» **Text for analysis**
Pudgies

I have read back through my last few months of posts and realized I've been holding back. I started this blog with little to no fear of oversharing or overstepping boundaries. I just shared what I felt. Sometimes it was graphic. Sometimes it was too emotional. Mostly, it was heartfelt, real, and allowed me a space to share anything and everything. Since a lot of people I know have started reading this blog, I stopped being open. I started censoring myself for fear that someone might not like what I said, or that someone might not want to know certain things. It was at that point that I didn't enjoy writing here anymore. So, this is an attempt at reality. If you don't already know, my name is Katrina or Kat, I go by either. Love's name is Matt or Matthew. This is my blog reborn. Over time I will remake this blog into something I can be proud of. Or at least recreate a space where I can be open and honest. It might take me a few posts to get back in the swing of things!

In the last couple months I regained 10 of the 27 pounds I recently lost. I'm so frustrated at this point. I have a very complimentary husband, but often find myself wishing he could have seen me the way I was then and not now. Months ago I lost the weight very quickly. It wasn't healthy, gradual weight loss. It was fast, grief and stress weight loss. It was a combination of not eating enough and nursing a baby. Regardless, for the first time in 6 years, I felt sexy. I felt good in my skin. I felt skinny. It was one of the few silver linings I got out of going through the divorce. Putting those pounds back on has me groaning again when I see myself naked in the mirror. Sucking in and wishing for what was in my reflection just weeks ago.

I am working on losing the weight again, but focusing more on health, strength, and maintaining an active lifestyle. Yet I worry often about the changes my body underwent with my two pregnancies. Don't get me wrong, I love my girls. Everything my body has been through for them was more than worth it. Matthew loves me and tells me often that I'm skinny and beautiful and that he doesn't care about my stretchmarks. Let's be honest though, it's not pretty! Will my stretchmarks end up looking like sad, wrinkled, flabby skin if I lose the fat that's underneath them? Is it worth it to have abs if the stretch-marked skin might not allow them to show? Will I have any boobs left if I keep doing all those push ups? Will I ever look close to normal again?

» **Exercise set**
A. Translate this sentence from the blog post about body image into Spanish: "I am working on losing the weight again, but focusing more on health, strength, and maintaining an active lifestyle."
B. Write the next paragraph of the blog post about body image after pregnancy, picking up after its final question.
The records that follow were taken from a separate source.

» **Supplied entries**
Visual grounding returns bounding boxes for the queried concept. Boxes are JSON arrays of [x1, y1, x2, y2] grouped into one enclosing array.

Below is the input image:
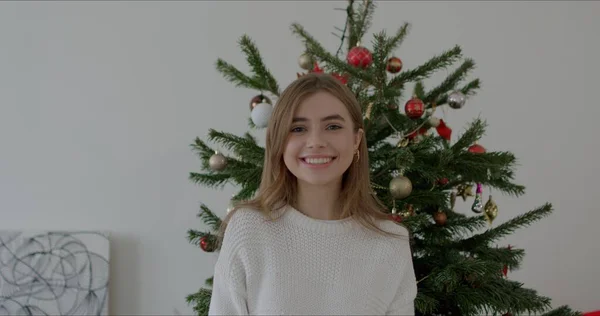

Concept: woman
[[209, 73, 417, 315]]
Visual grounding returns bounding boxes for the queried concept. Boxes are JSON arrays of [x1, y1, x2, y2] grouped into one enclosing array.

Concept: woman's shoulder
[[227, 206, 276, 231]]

* * *

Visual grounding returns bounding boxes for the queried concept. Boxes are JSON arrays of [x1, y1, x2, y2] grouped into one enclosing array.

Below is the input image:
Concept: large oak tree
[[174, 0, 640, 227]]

» **Exercise answers**
A. Estoy trabajando para volver a perder el peso, pero centrándome más en la salud, la fuerza y en mantener un estilo de vida activo.

B.
Secretly, I dream of having a body like the ones on the covers of the magazines. Logic tells me that those women don't really look like that. I've seen the amount of make-up, tweaking and airbrushing done to make those photos scream perfection. My illogical side tells me those women are what our world thinks of as beautiful. I WANT TO BE BEAUTIFUL. Well, what I really want is to FEEL beautiful. A few weeks ago, I had a minor issues with my stretch marks and what is left of my boobs after nursing two babies, but otherwise I actually FELT beautiful. I felt confident. I felt like maybe I could turn a few heads. That mentality hasn't disappeared completely, but I want that feeling back.

Three weeks ago I took pictures on my start day of the exercise program I've been doing. I see those pictures and it's frustrating, yet also motivating. I truly believe reconditioning my body, gaining muscle and losing fat will make me feel both healthy and beautiful. (Maybe even sexy.) The biggest difference between this weight loss and the last is that this time I will work hard for it. It will happen gradually and I will notice the little differences. I will notice the fact that I actually have visible biceps. I can do (modified) pull ups for the first time in my life. I can do yoga moves I never thought I could even attempt. I can live an active lifestyle with my husband and teach myself and our kids how to love and take care of our bodes. I do have fears about what will happen to my post pregnancy body as I make changes to it through fitness. My hope is that any oddities pregnancy may have created will be outweighed by the feeling of accomplishment when I push play on the 90th day. Or the first time I can do a pushup off my knees. Or maybe the day I fit better in my clothes from 10 pounds ago. Those are the important things. If it turns out those things are not enough, there's always the option of surgery!

P.S. I would love to hear thoughts from both men and women on the issues of fitness, post pregnancy bodies, and body image.